[Data records]
□ □ □ □ □

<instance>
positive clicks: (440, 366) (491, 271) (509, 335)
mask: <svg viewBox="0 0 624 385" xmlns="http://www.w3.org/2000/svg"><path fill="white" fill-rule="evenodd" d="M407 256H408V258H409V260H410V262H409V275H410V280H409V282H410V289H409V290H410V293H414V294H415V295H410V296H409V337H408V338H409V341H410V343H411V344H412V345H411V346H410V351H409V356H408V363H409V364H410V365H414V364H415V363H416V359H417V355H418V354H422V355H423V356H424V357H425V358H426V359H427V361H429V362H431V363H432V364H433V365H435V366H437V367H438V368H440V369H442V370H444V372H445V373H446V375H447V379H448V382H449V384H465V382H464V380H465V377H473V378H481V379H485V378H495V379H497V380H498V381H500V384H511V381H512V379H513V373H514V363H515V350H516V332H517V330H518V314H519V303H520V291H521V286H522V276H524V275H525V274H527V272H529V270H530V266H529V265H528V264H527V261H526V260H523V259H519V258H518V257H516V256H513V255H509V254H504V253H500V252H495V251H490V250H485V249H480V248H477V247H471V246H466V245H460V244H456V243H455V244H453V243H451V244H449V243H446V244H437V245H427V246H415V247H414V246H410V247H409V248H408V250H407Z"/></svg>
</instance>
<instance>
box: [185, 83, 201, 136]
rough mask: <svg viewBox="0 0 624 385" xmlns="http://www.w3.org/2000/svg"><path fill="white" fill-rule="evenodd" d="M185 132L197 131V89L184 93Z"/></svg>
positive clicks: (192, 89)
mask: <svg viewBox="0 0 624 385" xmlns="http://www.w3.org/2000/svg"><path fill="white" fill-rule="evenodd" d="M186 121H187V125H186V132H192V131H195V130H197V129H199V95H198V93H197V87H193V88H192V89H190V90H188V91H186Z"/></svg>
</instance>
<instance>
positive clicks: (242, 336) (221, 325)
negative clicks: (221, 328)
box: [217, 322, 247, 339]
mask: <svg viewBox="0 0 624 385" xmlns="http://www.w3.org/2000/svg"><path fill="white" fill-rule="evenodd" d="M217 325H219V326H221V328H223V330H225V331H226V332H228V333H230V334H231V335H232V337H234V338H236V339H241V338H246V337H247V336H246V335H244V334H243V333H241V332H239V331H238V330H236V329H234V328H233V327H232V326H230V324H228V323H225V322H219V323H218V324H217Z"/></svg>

□ □ □ □ □

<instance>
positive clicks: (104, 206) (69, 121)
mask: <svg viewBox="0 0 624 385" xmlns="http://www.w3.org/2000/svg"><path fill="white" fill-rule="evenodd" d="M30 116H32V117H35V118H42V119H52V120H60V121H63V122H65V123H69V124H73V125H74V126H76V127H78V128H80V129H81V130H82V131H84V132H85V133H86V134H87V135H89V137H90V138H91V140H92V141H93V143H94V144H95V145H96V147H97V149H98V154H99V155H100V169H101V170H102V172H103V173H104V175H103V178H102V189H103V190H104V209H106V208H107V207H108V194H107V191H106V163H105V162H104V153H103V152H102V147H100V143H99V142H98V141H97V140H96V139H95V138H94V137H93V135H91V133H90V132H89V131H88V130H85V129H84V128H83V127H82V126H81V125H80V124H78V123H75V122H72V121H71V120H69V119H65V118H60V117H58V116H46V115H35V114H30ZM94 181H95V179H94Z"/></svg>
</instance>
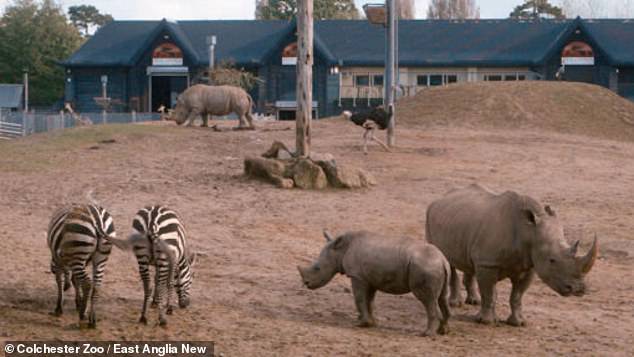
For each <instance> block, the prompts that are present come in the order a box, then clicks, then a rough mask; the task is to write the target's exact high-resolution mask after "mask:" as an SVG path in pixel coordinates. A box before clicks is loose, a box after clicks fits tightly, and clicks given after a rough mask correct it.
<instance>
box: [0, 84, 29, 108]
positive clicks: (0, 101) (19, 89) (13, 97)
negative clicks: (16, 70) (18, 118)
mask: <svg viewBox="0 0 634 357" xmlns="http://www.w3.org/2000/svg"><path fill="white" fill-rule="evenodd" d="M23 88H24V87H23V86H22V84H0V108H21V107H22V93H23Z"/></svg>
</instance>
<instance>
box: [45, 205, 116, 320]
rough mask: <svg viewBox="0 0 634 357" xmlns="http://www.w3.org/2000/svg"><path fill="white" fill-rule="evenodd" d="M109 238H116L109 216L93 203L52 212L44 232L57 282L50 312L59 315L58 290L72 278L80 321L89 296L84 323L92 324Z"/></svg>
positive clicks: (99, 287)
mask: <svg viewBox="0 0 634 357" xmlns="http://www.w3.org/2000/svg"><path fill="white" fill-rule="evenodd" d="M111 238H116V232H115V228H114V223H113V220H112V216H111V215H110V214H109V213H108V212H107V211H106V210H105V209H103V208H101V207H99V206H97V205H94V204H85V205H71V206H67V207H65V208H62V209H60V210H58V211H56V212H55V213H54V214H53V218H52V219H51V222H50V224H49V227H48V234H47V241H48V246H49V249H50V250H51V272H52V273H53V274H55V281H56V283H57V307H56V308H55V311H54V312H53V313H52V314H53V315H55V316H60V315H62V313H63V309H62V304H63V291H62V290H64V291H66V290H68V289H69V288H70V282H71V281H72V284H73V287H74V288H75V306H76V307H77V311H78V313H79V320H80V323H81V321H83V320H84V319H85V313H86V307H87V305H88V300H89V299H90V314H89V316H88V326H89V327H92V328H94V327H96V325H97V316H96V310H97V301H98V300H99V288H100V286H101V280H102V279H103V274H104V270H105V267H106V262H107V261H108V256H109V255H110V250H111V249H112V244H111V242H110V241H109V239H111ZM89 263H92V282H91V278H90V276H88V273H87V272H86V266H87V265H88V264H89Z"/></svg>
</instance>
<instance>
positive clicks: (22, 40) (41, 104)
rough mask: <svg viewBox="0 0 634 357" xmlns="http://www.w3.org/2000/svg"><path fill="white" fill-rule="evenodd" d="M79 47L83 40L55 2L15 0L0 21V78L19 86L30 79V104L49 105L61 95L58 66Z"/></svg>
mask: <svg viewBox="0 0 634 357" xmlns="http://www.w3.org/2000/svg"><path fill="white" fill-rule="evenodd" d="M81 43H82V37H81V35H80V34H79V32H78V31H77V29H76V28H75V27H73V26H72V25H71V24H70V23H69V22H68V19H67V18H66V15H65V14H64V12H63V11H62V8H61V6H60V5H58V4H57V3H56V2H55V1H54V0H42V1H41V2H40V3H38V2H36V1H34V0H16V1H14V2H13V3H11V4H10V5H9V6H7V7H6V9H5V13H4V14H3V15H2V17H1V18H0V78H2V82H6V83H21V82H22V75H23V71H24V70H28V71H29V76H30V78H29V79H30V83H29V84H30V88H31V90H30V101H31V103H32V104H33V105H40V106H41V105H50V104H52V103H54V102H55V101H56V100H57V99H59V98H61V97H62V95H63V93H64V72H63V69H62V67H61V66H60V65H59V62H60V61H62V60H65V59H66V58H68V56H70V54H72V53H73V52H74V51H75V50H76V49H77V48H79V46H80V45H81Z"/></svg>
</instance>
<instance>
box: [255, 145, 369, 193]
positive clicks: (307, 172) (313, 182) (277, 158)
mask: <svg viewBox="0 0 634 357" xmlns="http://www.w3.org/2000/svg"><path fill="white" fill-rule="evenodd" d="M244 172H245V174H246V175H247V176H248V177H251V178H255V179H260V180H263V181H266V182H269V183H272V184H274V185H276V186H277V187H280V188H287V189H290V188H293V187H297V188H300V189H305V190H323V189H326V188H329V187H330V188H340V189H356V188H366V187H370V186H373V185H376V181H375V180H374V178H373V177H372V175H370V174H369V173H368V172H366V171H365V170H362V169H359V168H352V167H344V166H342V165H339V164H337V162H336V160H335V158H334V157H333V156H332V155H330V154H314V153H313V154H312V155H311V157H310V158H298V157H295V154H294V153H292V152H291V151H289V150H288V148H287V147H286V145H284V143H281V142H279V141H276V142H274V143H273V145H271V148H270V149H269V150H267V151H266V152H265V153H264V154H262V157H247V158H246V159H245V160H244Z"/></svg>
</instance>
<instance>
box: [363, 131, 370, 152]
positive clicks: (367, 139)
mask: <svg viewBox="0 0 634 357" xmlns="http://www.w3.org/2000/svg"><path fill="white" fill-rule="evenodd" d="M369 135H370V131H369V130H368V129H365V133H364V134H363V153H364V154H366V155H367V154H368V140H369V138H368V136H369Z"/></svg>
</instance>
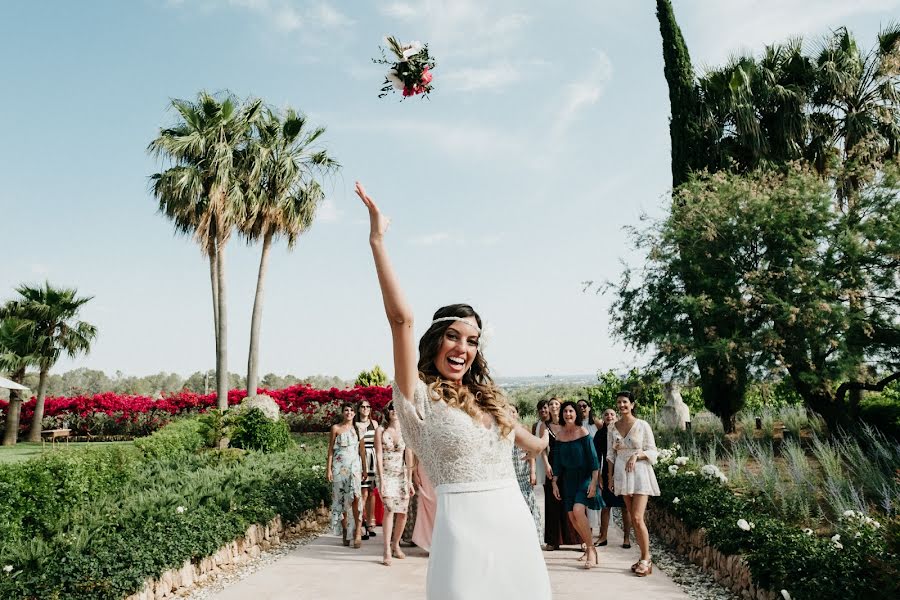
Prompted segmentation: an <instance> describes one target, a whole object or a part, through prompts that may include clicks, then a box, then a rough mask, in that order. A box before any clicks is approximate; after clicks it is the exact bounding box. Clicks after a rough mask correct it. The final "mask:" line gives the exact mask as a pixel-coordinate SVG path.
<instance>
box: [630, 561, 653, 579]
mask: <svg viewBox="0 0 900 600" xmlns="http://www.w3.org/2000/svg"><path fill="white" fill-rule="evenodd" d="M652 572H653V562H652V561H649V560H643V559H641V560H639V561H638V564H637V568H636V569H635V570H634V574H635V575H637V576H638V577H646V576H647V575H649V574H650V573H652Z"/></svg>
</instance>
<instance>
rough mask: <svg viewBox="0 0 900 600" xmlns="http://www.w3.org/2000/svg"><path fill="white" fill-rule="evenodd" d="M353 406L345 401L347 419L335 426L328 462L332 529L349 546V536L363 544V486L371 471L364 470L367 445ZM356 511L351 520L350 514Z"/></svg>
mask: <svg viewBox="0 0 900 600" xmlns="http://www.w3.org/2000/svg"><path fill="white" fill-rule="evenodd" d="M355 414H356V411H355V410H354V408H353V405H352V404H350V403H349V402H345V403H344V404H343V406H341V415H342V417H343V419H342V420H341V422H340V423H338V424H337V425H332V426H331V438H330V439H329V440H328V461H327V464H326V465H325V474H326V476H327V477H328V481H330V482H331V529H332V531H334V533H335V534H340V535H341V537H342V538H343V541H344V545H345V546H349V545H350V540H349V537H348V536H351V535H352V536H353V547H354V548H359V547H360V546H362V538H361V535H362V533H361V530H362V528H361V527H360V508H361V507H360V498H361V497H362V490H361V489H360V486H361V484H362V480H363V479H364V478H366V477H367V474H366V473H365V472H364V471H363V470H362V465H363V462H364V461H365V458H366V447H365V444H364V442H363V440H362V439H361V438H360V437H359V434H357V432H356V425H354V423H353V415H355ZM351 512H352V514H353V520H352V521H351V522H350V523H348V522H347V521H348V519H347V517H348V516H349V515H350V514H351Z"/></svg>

□ □ □ □ □

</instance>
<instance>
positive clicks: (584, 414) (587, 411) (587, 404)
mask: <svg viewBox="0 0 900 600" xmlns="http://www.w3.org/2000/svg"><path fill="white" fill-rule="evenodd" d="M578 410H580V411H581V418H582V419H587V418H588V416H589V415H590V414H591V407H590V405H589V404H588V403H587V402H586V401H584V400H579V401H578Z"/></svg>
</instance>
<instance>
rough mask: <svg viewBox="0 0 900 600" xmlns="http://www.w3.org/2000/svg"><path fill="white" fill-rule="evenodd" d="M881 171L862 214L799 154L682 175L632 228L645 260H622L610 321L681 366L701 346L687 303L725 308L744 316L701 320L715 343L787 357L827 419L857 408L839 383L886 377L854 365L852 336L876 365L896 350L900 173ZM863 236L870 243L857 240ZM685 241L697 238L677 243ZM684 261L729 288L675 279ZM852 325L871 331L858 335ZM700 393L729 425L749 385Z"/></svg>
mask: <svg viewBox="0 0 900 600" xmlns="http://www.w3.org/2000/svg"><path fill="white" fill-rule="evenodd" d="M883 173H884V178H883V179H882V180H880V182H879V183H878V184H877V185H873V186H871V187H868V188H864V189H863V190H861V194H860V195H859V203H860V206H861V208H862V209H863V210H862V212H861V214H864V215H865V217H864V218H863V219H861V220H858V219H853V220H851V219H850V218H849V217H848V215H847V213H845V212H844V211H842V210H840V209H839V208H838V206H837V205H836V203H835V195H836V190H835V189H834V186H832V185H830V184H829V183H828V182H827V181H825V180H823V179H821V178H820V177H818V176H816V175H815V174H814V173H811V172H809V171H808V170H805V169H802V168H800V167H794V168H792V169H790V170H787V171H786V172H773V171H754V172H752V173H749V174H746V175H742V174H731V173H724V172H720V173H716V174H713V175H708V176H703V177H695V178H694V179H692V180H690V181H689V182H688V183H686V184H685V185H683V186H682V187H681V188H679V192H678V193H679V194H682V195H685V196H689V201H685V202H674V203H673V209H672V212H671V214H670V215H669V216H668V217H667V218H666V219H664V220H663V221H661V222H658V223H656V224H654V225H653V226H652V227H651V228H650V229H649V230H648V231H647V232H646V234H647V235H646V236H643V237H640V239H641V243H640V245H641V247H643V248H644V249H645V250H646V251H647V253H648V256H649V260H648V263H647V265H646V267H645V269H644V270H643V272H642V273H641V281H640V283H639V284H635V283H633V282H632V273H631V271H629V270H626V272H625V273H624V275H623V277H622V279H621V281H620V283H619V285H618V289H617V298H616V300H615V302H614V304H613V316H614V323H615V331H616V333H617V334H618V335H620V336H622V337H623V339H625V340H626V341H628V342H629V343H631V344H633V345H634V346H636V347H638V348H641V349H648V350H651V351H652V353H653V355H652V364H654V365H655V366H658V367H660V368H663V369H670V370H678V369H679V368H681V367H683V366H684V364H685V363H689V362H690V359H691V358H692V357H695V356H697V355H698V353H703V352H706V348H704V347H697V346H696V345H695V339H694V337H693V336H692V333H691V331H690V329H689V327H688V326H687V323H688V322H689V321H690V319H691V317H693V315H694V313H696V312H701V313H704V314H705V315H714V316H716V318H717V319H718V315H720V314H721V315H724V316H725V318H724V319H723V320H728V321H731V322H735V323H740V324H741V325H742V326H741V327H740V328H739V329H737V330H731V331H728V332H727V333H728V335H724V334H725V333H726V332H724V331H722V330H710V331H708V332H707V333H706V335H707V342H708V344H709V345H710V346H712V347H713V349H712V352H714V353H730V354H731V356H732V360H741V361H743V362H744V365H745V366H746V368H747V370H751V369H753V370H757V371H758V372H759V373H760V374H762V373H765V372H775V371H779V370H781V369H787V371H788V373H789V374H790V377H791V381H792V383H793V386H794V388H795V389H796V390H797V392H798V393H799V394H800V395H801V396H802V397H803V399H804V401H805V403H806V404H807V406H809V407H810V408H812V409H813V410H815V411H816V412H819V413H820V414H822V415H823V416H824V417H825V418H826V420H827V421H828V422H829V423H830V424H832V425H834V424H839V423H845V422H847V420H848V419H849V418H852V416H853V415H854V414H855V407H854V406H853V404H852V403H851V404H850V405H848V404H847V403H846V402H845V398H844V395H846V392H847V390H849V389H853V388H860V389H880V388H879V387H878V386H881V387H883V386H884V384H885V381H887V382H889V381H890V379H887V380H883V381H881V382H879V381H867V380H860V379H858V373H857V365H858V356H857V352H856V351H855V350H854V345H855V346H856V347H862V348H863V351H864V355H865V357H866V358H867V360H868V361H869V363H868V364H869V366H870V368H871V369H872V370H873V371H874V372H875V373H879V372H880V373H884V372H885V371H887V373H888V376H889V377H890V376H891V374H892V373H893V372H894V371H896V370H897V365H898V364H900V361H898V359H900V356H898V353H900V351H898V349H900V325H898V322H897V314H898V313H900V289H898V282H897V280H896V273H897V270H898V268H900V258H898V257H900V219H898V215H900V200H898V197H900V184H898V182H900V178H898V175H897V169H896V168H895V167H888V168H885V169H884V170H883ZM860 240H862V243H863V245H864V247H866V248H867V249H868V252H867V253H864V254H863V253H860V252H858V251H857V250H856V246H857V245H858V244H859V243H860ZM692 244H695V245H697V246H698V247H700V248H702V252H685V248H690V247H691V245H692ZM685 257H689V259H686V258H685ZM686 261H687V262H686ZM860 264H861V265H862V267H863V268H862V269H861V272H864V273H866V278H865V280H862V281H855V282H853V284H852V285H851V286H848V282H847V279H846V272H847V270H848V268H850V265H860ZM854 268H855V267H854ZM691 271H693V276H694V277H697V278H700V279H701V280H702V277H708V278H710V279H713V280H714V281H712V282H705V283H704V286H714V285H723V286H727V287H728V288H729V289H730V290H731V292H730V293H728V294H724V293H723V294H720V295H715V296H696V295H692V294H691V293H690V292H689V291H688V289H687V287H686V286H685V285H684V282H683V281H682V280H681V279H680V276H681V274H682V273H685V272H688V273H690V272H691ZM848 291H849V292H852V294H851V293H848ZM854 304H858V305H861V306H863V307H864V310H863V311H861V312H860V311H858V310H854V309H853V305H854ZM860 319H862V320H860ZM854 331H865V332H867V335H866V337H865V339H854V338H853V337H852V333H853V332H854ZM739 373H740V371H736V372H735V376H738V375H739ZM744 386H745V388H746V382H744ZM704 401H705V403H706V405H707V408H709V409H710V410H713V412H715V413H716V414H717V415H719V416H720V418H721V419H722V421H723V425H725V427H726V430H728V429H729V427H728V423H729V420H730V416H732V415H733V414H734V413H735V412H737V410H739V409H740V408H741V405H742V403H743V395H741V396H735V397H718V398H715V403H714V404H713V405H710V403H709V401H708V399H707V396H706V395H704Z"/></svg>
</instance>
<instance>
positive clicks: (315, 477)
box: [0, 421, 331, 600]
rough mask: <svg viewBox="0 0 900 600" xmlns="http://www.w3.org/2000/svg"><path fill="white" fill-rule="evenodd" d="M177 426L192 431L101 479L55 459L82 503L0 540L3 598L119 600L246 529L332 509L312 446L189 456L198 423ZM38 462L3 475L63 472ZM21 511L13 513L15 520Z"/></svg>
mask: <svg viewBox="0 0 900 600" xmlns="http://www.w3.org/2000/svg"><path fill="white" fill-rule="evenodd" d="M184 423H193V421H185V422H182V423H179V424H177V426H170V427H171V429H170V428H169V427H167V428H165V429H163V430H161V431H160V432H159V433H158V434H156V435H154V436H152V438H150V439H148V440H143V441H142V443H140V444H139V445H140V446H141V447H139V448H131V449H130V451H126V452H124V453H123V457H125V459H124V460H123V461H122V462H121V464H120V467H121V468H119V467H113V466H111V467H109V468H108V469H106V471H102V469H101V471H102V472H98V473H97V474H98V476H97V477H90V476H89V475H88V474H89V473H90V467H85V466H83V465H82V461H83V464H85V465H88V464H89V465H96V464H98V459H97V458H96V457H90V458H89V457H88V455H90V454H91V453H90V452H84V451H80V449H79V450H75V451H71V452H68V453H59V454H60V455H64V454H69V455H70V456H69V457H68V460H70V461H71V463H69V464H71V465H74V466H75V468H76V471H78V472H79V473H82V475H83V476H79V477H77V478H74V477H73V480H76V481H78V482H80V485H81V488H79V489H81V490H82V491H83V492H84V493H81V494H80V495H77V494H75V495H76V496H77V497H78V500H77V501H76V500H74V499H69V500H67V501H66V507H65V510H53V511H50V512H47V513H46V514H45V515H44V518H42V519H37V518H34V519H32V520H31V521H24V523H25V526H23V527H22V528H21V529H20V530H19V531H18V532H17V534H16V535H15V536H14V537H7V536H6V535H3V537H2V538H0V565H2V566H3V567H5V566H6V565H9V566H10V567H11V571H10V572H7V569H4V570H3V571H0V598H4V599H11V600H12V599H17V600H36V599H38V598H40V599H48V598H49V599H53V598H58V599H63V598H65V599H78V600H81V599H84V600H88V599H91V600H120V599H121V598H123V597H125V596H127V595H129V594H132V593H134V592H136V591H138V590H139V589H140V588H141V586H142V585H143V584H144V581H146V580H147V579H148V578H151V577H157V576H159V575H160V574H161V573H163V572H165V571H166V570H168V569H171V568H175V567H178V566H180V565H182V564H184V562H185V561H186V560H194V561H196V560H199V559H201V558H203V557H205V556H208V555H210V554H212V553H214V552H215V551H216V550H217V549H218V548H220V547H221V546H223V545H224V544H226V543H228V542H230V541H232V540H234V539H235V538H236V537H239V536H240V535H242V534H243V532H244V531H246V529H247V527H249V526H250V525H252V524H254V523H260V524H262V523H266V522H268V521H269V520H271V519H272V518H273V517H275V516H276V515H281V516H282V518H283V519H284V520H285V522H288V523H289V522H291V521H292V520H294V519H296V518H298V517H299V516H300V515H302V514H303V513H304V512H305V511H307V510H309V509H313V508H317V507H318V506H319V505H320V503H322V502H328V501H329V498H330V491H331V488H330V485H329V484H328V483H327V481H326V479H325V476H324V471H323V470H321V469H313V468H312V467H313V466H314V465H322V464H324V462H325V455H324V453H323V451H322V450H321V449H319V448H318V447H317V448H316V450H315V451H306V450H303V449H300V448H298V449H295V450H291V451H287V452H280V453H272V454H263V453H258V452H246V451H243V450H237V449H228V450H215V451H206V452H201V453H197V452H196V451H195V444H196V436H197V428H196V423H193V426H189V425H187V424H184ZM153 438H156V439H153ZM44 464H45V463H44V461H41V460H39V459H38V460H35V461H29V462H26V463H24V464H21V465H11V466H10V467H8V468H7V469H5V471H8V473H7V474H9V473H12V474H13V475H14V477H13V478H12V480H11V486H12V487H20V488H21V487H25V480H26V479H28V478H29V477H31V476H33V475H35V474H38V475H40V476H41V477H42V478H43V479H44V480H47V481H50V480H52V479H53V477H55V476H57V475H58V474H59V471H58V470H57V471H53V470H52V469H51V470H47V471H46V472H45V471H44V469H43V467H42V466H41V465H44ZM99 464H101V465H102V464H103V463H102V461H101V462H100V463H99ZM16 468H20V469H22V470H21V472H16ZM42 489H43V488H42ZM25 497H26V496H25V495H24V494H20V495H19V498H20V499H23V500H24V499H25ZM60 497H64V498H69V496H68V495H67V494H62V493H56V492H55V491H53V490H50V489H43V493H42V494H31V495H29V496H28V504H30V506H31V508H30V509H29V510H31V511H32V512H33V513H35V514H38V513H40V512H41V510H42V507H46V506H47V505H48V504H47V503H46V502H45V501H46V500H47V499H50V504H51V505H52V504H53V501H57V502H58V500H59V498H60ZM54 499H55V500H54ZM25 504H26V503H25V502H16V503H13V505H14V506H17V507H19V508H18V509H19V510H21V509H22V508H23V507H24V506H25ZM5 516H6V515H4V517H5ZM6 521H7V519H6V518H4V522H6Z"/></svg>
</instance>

□ □ □ □ □

Activity -
Select and copy each line of the records above that contains the string "prompts".

Your solution -
For each <instance> block, the prompts that are present come in the order a box, then clicks, then a rough mask; the task is to write the target's exact high-resolution mask after "mask:" as an SVG path in pixel coordinates. A box before clicks is loose, a box after clicks fits tightly, and clicks given after a rough mask correct it.
Prompted segmentation: an <instance> describes one target, a whole object or a part, through prompts that may include clicks, then a box, then a rough mask, in that order. A box before any clicks is approximate; after clicks it is the exact bounding box. Clicks after a rough mask correct it. The final "mask:" line gives the exact mask as a pixel-coordinate SVG path.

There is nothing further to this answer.